What you need to do.
a – Answer these questions from the Blackbird review, with each answer on its own line and marked to match:
(i) Where and in what year did Blackbird premiere?
(ii) What name has Ray used since his release from prison?
(iii) For which TV roles is Paul Higgins known?
b – For each statement below, say yes or no according to the Blackbird review. Quote the words from the review that decide it.
(i) Ray was forty when his relationship with Una ended.
(ii) Blackbird won the Olivier Award for Best Revival.
(iii) The play opens in a clean, sparsely furnished office.
c – Carry the Blackbird review forward, starting after its final sentence.
START Source text
@ Citizens Theatre, Glasgow, until Sat 5 Mar 2016

David Harrower’s Blackbird presents a confrontation between Ray, an unremarkable man in his late fifties and Una, a young woman desperate to uncover the truth about their shocking relationship, which ended fifteen years earlier when Ray was forty and Una only twelve years old. Winning the Olivier Award for Best New Play, Blackbird has been performed worldwide since premiering at the Edinburgh International Festival in 2005. Gareth Nicholls’ direction of the jolting piece, offers a clinical analysis of the intricacies and horrors of illegitimate love.

The play begins with “Peter”, Ray’s constructed identity since his release from prison, leading Una furtively into a dingy, litter-strewn room. It is instantly clear that Ray does not want to be there, but Una is insistent on discussing the chilling abuse of power he imposed upon her as a pre-pubescent girl. Paul Higgins, known for TV roles in Utopia and The Thick of It convincingly portrays the bumbling and rather pathetic Ray with the weariness of a man who has spent years analysing his affections for a minor hoping to forgive himself. As the plot unfolds through intense and captivating dialogue, the nature of Ray’s abuse becomes ambiguous as Una is, somewhat predictably, revealed as an archetypal nymphet. Camrie Palmer’s depiction of the wilful yet obfuscated Una is suitably troubling as we see polarities in her emotions and desires for Ray. Successfully evoking pity and trepidation, but occasionally failing to deliver on some of the more unsettling lines with as much devastation as Harrower’s writing demands, Palmer displays Una’s sexually fraught agony with a disturbing Nabakovian “mature naivety”.
END Source text
START Provided material
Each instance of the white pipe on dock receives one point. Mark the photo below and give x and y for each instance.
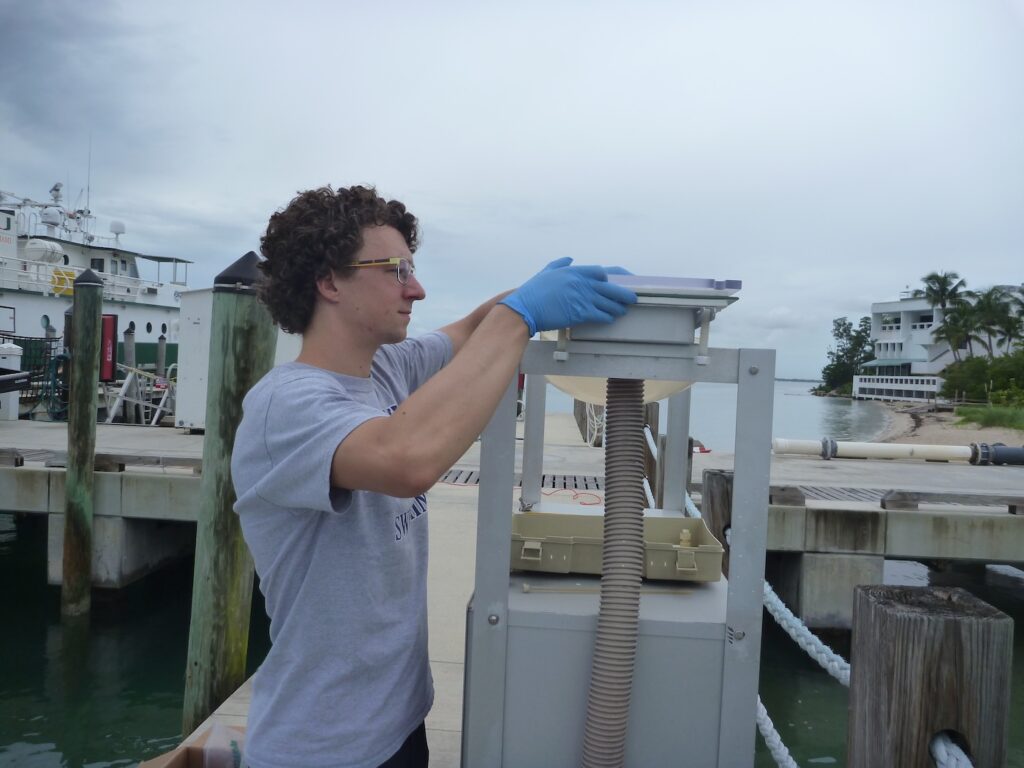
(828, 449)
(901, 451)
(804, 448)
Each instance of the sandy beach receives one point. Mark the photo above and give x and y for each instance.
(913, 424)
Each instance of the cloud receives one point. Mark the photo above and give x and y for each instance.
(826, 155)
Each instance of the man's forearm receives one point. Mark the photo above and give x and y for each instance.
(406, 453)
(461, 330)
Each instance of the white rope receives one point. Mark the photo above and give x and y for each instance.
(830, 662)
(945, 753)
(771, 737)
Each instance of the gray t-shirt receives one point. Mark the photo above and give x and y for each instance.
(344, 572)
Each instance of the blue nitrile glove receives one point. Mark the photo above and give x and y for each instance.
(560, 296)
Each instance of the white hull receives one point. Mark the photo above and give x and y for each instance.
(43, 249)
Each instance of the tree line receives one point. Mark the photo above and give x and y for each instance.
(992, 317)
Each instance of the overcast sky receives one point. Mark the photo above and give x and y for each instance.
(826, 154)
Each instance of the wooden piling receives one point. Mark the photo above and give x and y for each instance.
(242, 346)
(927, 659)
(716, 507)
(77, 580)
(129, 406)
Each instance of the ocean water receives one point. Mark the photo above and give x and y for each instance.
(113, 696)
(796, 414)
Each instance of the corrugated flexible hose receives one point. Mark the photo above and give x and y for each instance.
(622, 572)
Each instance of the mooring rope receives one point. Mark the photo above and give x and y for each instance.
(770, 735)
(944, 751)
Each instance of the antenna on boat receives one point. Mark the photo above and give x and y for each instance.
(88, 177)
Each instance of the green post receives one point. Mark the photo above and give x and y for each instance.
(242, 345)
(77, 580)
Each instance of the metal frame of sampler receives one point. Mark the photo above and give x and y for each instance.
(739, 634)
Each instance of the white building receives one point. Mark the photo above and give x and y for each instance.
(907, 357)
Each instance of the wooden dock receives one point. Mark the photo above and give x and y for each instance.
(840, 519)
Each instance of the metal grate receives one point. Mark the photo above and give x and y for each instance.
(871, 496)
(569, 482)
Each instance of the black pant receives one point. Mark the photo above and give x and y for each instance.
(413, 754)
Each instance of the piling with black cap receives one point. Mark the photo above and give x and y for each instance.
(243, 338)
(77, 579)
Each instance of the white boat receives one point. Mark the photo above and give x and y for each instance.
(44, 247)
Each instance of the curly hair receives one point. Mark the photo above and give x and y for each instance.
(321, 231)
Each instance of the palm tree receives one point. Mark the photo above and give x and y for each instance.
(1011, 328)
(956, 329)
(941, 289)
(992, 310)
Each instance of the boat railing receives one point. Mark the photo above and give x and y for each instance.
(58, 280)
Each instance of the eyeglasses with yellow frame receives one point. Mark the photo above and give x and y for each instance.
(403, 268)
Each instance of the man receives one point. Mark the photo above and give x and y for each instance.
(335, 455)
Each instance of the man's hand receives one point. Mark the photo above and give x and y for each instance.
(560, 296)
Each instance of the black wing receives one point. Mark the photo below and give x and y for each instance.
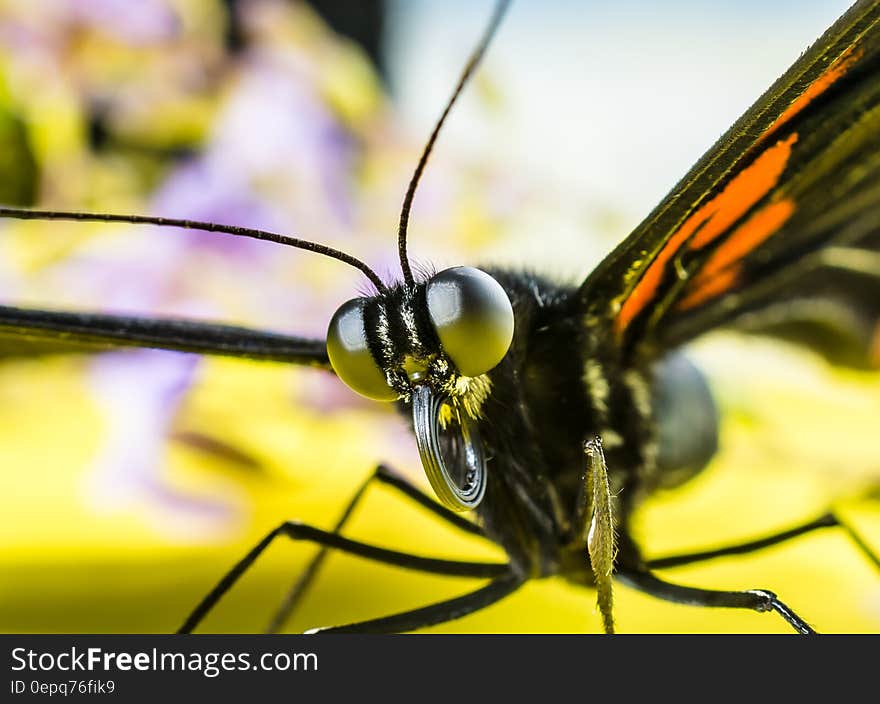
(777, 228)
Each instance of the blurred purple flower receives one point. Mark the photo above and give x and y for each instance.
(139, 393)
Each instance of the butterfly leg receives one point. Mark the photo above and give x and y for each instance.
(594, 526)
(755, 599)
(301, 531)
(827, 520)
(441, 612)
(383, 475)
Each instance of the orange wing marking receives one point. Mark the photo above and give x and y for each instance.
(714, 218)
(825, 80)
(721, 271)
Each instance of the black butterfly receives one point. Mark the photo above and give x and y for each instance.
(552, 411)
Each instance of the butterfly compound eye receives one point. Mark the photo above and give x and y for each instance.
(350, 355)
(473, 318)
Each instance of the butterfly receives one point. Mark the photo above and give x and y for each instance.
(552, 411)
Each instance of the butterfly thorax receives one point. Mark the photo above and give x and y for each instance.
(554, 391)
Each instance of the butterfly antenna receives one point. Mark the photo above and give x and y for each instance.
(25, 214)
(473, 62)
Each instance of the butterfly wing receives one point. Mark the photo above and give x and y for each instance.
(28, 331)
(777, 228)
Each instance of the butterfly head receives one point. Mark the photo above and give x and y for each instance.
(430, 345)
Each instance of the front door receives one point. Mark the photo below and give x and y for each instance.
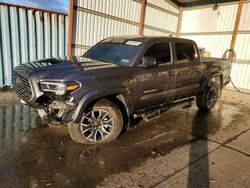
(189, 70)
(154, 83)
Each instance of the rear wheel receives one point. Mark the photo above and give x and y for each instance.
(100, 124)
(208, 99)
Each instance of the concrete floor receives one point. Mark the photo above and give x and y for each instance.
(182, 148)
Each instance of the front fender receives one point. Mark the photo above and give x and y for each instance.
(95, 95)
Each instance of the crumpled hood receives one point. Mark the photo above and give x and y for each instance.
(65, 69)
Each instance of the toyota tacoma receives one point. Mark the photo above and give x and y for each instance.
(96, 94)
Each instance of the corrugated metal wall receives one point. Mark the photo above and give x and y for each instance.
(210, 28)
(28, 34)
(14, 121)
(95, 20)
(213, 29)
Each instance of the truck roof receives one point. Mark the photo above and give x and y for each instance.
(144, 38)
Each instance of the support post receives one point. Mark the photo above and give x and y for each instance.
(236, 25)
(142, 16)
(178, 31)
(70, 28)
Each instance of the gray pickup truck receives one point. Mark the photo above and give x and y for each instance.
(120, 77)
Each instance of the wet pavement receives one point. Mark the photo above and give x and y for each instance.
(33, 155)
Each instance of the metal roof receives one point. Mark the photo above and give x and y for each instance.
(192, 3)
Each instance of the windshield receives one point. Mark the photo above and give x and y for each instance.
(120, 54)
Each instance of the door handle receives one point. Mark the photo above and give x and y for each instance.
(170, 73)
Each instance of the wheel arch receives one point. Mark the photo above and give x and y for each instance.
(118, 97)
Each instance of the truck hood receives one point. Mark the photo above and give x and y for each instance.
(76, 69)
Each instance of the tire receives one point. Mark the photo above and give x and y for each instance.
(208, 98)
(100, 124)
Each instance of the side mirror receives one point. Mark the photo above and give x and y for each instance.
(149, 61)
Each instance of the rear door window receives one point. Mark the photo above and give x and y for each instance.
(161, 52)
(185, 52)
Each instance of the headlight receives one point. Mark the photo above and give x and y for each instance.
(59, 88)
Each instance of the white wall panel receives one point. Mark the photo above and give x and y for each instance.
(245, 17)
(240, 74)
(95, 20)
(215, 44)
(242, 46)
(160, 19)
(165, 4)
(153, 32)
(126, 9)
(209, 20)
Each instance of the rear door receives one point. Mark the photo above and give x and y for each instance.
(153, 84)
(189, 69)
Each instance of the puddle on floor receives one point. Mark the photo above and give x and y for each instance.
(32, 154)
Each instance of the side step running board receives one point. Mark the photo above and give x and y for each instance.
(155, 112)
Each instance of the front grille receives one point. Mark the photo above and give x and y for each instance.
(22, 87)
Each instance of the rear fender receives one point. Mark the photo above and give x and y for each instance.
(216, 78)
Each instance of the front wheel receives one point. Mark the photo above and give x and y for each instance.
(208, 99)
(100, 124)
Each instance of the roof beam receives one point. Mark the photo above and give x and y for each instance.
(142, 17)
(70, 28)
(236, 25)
END Provided material
Results for the exercise.
a –
(i) At the Edinburgh International Festival in 2005.
(ii) "Peter".
(iii) Utopia and The Thick of It.

b –
(i) Yes: "ended fifteen years earlier when Ray was forty and Una only twelve years old"
(ii) No: "Winning the Olivier Award for Best New Play"
(iii) No: "leading Una furtively into a dingy, litter-strewn room"

c –
Nicholls’ surgically sharp yet simplistic direction allows the dialogue to take precedence and interrogates themes of truth and morality alongside the complexities of a relationship. Calling into question the ethical opacity of the justice system, Una details the intrusive examination she endured against her will; it is as distressing as the graphic descriptions of their illicit sexual past. The shifts in power between the pair results in a brusque climax, leaving the relationship as unresolved and muddied as it was fifteen years previously.

A film adaptation of the glaringly honest Blackbird will be released in 2016.